:: DATASET RECORDS ::

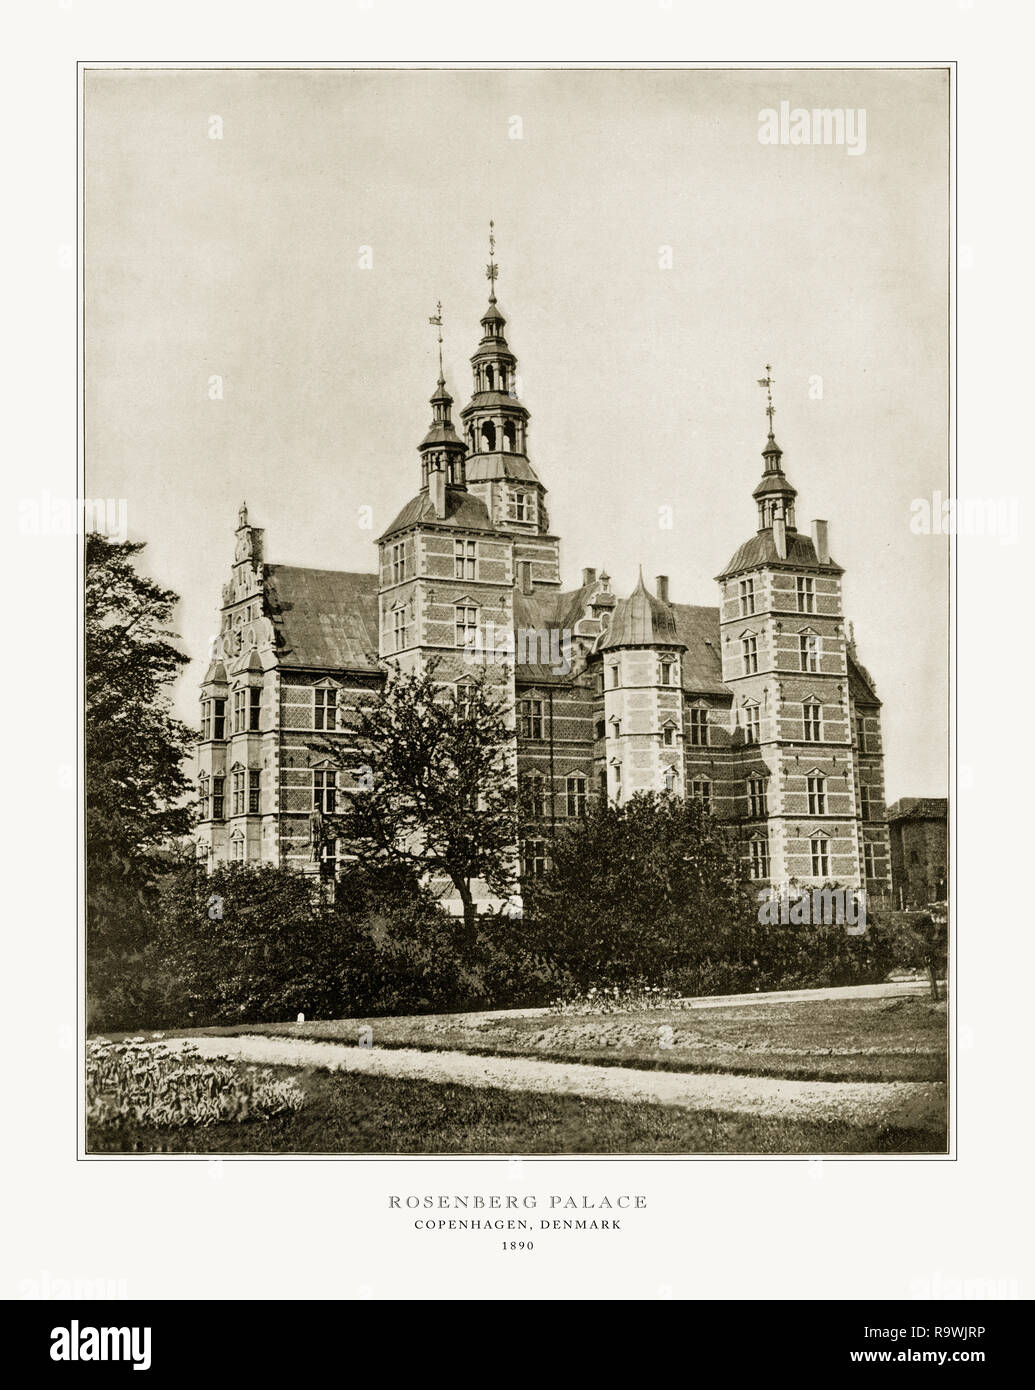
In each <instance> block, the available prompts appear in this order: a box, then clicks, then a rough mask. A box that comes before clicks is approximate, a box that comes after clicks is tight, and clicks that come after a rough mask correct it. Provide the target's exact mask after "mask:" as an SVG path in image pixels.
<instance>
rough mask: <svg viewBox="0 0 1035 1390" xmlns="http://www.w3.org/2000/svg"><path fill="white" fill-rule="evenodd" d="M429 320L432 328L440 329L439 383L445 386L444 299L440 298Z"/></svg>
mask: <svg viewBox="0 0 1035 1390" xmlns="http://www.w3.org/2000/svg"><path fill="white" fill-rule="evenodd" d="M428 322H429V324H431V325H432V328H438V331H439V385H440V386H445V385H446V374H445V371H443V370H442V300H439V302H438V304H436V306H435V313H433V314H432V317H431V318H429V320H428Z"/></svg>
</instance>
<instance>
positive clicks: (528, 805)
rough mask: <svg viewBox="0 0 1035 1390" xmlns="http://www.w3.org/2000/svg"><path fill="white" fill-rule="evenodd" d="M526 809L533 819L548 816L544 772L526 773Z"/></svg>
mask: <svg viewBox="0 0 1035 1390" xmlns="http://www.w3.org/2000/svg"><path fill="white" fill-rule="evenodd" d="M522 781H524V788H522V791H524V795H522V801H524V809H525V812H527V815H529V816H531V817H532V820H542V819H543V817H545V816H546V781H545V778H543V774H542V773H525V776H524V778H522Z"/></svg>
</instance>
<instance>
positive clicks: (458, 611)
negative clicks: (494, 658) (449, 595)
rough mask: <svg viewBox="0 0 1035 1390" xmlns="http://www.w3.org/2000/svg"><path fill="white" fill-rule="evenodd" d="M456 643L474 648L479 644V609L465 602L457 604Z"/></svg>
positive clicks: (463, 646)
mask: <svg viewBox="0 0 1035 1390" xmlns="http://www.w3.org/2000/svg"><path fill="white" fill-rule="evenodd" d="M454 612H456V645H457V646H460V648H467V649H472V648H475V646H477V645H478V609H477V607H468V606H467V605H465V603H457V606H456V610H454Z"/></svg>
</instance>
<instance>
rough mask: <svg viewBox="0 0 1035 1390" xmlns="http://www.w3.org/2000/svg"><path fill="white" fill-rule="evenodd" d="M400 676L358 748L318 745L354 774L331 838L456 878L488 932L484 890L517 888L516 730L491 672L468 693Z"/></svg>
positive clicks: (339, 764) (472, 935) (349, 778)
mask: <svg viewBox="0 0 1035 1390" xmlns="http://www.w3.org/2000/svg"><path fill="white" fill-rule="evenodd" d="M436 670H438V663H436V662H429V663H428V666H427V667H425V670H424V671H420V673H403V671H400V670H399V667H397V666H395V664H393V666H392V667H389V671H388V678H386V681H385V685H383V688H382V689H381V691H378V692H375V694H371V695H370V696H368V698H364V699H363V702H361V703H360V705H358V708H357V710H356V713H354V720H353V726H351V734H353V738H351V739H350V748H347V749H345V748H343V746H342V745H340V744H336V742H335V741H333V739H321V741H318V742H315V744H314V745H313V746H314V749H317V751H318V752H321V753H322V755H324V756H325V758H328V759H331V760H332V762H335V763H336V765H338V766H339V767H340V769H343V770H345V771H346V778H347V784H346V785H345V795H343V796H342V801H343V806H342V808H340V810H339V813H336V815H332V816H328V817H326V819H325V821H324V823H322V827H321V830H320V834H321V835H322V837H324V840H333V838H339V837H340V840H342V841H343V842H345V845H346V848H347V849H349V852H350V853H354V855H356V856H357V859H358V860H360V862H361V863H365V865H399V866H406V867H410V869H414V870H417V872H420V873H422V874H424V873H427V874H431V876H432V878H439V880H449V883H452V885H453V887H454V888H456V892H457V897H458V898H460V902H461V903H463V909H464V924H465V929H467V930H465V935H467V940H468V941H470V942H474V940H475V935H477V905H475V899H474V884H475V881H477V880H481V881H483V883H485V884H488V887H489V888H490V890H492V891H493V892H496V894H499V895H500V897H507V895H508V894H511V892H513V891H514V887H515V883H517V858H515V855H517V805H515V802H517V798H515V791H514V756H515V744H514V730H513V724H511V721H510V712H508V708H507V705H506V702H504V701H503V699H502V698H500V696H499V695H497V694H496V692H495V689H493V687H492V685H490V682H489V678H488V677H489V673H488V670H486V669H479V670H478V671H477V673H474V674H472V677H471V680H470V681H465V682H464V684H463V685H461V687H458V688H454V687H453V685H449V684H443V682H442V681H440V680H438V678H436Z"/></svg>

:::

◆ TASK DIRECTIONS:
Although the records contain pictures, the output must hold only their exact wording.

◆ ANSWER FOR THIS EXERCISE:
In each <instance> block, the available prompts appear in this order: a box, then clicks, then a rough mask. A box that comes before clicks is approximate, a box that comes after clicks is tight, and clicks that come after a rough mask correct it. Provide the target's exact mask after "mask:" as an SVG path in image pixels.
<instance>
rough mask: <svg viewBox="0 0 1035 1390" xmlns="http://www.w3.org/2000/svg"><path fill="white" fill-rule="evenodd" d="M429 320L432 328L440 329L439 383L445 386L444 299L440 298Z"/></svg>
mask: <svg viewBox="0 0 1035 1390" xmlns="http://www.w3.org/2000/svg"><path fill="white" fill-rule="evenodd" d="M428 322H429V324H431V325H432V328H438V331H439V385H440V386H445V385H446V374H445V371H443V370H442V300H439V302H438V304H436V306H435V313H433V314H432V317H431V318H429V320H428Z"/></svg>
</instance>
<instance>
positive clicks: (528, 805)
rough mask: <svg viewBox="0 0 1035 1390" xmlns="http://www.w3.org/2000/svg"><path fill="white" fill-rule="evenodd" d="M526 809L533 819L548 816L544 772L526 773Z"/></svg>
mask: <svg viewBox="0 0 1035 1390" xmlns="http://www.w3.org/2000/svg"><path fill="white" fill-rule="evenodd" d="M522 781H524V788H522V791H524V795H522V801H524V809H525V812H527V815H529V816H531V817H532V820H542V819H543V817H545V816H546V781H545V778H543V774H542V773H525V776H524V778H522Z"/></svg>
</instance>
<instance>
positive clicks: (458, 611)
negative clicks: (494, 658) (449, 595)
rough mask: <svg viewBox="0 0 1035 1390" xmlns="http://www.w3.org/2000/svg"><path fill="white" fill-rule="evenodd" d="M456 643L474 648L479 644V609L465 602L457 604Z"/></svg>
positive clicks: (463, 646)
mask: <svg viewBox="0 0 1035 1390" xmlns="http://www.w3.org/2000/svg"><path fill="white" fill-rule="evenodd" d="M454 612H456V645H457V646H460V648H467V649H472V648H475V646H477V645H478V609H477V607H468V606H467V605H465V603H457V606H456V610H454Z"/></svg>
</instance>
<instance>
rough mask: <svg viewBox="0 0 1035 1390" xmlns="http://www.w3.org/2000/svg"><path fill="white" fill-rule="evenodd" d="M400 676L358 748L318 745L354 774L331 838L456 878L488 932L484 890L517 888L516 730L491 672L468 693Z"/></svg>
positive clicks: (339, 764) (472, 935) (349, 778)
mask: <svg viewBox="0 0 1035 1390" xmlns="http://www.w3.org/2000/svg"><path fill="white" fill-rule="evenodd" d="M436 670H438V663H436V662H429V663H428V666H427V667H425V670H424V671H420V673H403V671H400V670H399V667H397V666H395V664H393V666H392V667H389V671H388V678H386V681H385V685H383V688H382V689H381V691H378V692H375V694H371V695H370V696H368V698H364V699H363V702H361V703H360V705H358V708H357V710H356V713H354V720H353V726H351V734H353V738H351V739H350V748H347V749H345V748H343V746H342V745H340V744H336V742H335V741H333V739H321V741H318V742H315V744H314V745H313V746H314V749H317V751H318V752H321V753H322V755H324V756H325V758H328V759H331V760H332V762H335V763H336V765H338V766H339V767H340V769H343V770H345V771H346V778H347V784H346V785H345V795H343V796H342V801H343V806H342V808H340V810H339V813H336V815H332V816H328V817H326V819H325V821H324V823H322V827H321V830H320V834H321V835H322V837H324V840H333V838H339V837H340V840H342V841H343V842H345V845H346V848H347V849H349V852H350V853H354V855H356V856H357V859H358V860H360V862H361V863H365V865H399V866H406V867H410V869H414V870H417V872H420V873H422V874H424V873H427V874H431V876H432V878H439V880H449V883H452V885H453V887H454V888H456V892H457V897H458V898H460V902H461V903H463V909H464V924H465V929H467V930H465V935H467V940H468V941H470V942H474V940H475V935H477V905H475V899H474V884H475V881H477V880H481V881H483V883H485V884H488V887H489V888H490V890H492V891H493V892H496V894H499V895H500V897H507V895H508V894H511V892H513V891H514V887H515V883H517V858H515V855H517V805H515V802H517V798H515V791H514V756H515V744H514V730H513V724H511V721H510V712H508V708H507V705H506V702H504V701H503V699H502V698H500V696H499V695H497V694H496V692H495V689H493V687H492V685H490V682H489V678H488V677H489V673H488V670H486V669H479V670H478V671H477V673H474V674H472V677H471V680H470V681H465V682H464V684H463V685H461V687H458V688H454V687H453V685H449V684H443V682H442V681H440V680H438V678H436Z"/></svg>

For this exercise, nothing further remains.